(Entries taken from a collection)

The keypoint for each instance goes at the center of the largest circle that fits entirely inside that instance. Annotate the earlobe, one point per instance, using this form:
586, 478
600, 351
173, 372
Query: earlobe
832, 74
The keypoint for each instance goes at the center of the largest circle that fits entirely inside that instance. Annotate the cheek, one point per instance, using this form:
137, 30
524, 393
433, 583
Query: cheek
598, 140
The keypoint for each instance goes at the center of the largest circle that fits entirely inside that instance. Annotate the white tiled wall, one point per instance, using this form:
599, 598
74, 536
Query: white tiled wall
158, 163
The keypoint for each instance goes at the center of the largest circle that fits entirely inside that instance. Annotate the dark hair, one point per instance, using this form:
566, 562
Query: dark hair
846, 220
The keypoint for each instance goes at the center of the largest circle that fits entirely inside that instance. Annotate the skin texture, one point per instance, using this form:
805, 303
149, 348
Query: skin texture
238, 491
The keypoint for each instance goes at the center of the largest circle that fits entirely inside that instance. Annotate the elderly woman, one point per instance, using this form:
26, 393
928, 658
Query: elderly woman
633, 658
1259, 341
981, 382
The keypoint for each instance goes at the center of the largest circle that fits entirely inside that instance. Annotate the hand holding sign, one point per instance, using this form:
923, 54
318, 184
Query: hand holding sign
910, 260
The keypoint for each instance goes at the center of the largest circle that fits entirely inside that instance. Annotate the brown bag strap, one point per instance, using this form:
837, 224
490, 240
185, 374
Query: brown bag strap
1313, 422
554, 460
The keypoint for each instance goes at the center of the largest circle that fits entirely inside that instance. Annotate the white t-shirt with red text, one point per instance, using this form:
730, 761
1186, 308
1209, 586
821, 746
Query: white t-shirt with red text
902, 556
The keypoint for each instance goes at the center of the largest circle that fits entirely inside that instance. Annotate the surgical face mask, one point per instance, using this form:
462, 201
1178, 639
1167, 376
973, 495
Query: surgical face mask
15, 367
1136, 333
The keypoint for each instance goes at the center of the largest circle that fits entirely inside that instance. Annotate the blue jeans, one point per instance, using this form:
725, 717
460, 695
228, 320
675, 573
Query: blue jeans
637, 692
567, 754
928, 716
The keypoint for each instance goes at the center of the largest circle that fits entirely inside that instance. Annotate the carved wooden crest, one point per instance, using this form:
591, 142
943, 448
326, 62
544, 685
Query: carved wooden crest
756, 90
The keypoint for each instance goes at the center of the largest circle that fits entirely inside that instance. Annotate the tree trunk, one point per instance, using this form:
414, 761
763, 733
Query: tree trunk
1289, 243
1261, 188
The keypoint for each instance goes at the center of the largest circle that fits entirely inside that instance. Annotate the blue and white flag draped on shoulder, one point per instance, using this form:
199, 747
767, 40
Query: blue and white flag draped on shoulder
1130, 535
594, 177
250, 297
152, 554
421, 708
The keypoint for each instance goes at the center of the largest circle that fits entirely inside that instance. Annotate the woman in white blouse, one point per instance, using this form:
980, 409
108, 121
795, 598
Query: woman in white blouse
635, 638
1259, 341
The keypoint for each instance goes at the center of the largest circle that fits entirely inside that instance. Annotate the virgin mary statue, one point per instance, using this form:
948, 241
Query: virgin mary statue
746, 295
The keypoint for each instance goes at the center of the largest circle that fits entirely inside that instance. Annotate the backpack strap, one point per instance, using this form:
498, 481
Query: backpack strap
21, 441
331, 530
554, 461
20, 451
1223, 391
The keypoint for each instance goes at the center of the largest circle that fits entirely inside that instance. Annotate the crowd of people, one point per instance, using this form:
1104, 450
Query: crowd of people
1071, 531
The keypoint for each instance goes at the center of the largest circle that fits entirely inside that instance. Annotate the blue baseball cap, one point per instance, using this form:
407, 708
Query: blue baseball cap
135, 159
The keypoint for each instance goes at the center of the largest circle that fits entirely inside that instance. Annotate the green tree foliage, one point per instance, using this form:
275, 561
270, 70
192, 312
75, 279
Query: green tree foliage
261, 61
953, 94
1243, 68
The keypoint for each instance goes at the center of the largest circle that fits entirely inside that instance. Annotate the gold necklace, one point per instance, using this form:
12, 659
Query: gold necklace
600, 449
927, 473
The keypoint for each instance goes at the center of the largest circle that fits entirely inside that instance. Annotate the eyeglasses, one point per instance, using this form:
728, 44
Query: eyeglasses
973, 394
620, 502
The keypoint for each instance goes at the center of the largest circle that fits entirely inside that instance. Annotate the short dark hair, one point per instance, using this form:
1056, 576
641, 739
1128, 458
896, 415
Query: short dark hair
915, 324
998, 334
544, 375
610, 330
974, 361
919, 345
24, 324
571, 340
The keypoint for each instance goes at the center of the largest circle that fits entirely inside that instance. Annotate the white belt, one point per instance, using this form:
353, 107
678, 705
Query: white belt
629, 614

**DIRECTIONS**
Go through the material above line by line and copy it exactly.

**EXERCISE ANSWER**
The keypoint for each instance goes at the center of the largest circle that fits entirely inside that instance. Annotate the earlobe, one point per instance, using this form:
586, 478
600, 351
173, 372
Query: earlobe
832, 74
The keypoint for each instance goes at the center of the largest circle that fits entirely inside that instance. Annotate the cheek, one point per instance, using this form:
137, 30
524, 393
433, 583
Query: cheek
598, 140
The keypoint for each instance goes at the center of the largest circle that fits entirely inside that instance. Annotate the white tiled wall, one point per instance, using this form:
599, 598
74, 536
Query: white tiled wall
158, 163
The keypoint for each instance goes at the center of the largest circle that fits entirely inside that instance. Annotate the dark hair, one point per instance, using this form:
566, 562
Query: dark hair
846, 220
The keypoint for each instance goes at the center of the largest circle that fits entirely inside that instance. Annotate the skin texture, one point per instance, using this form:
805, 303
149, 348
Query: skin texture
238, 491
The keypoint for each instance goes at the center of the largest circle that fits entirely inside that instance. Annotate the elderly woman, one point per instance, using this form:
26, 393
928, 658
Query: elderly woman
633, 658
1259, 341
981, 382
The keypoint for each instance goes at the center of the largest circle that fits entirely inside that instance. Annotate the hand holding sign, one point per instance, using this form:
923, 54
318, 184
Query: hand holding sign
910, 260
The keypoint for each instance goes at the center of the largest circle that fits entirely inside that instance. Annotate the brown bag strap, one point per instance, using this form:
837, 224
490, 240
185, 374
Query: brown bag strap
1313, 422
554, 460
The keypoint for each instance goes at the center of the largest circle that fits entirely inside that instance. Annotate the white t-shirt with red text, one point per instance, using this form:
730, 761
1186, 308
1209, 586
821, 746
Query: white t-shirt with red text
902, 556
The keypoint for each instance goes at the center of the largest circle that fits entirely inside that instance. Annotate the surgical face mask, one point per instance, using this form:
462, 201
1178, 639
1167, 376
973, 495
Query: surgical face mask
15, 367
1136, 333
The keypoint for each instance goes at the center of the largest circle that fits entirely inside that instance. Annotate the blue jeans, one point per instance, using this form:
725, 717
460, 695
228, 320
675, 573
Query: blue jeans
637, 692
567, 754
928, 716
The keypoint for each instance goes at the center of the largest circle that fits entirely inside that instance. Annotate the carved wooden crest, one point per instance, using this form:
591, 142
943, 448
326, 62
544, 685
Query: carved wooden crest
756, 90
The keypoint for each instance goes at the center of the largest circle that fits entirely inside that instance. Annotate the tree trunk, one point per instance, using this form:
414, 761
763, 733
Query: tree trunk
1289, 243
1261, 188
The keypoint for each instance goes at the center of the largest circle that fits entirely inside that instance. Annotate the blue and white flag draped on shoulder, one point per instance, using this form:
199, 747
767, 40
Query: blue and white flag draped on shoulder
1130, 535
594, 177
250, 297
152, 554
421, 708
The keypoint for each instance goes at the center of the largest circle that fits entirely inside that instance. Annotate the woman in white blouse, one point per instance, using this form:
980, 409
108, 121
795, 598
Query: woman in white blouse
635, 638
1259, 341
The keypoint for each instance goes at the center of the largest circle that fits entirely inside that instance. Annotate the virgin mary statue, one point per instance, using this form:
948, 241
Query: virgin mary statue
746, 295
The keypoint for each instance goes at the center of the largest circle that fits entirely inside that instance. Annotate the backpack strap, one point per instance, using this form:
498, 481
Query: backpack strap
21, 441
331, 530
554, 461
20, 451
1223, 391
The keypoint for each instance goes at the center of the largest circle that fits entirely inside that instance. Annotate the crowd of people, one point per instance, using this form:
1104, 450
Query: crowd of people
1071, 531
The keypoint for each instance goes at the center of the largest circle that fits entirely inside that instance. Annotate the blue baseball cap, one point per instance, using this form:
407, 708
Query: blue baseball cap
135, 159
The keypoint for each instance goes at the center of the largest circle that fits entirely inside that instance. Annotate the green tree foliage, one point per instance, using this form:
275, 561
270, 70
192, 312
75, 279
Query: green tree foliage
261, 61
953, 94
1243, 68
The keypoint for each instance goes at the center of the largest circle that fits entirely inside that instance. Annotate the gold necklace, one point per instance, using this form:
12, 659
Query: gold necklace
600, 449
927, 473
The keypoint for each instance goes at the center of the largest circle that fits entirely inside that instance. Annotate the eyeglasses, one point per instance, using this form:
728, 44
Query: eyeglasses
973, 394
620, 502
The keypoint for each instance goes at the center of the largest circle that fits entirely inside that instance. Annotate the short dark hair, one point per instance, using this form:
1056, 576
641, 739
1128, 458
896, 415
Query: short dark hair
915, 324
998, 334
544, 375
610, 330
974, 361
919, 345
24, 324
571, 340
The keypoint for each instance goes at the center of the largest circle that fits entirely inside that instance. Annotate the white belt, one point per instance, using this form:
353, 107
678, 705
Query: white belt
629, 614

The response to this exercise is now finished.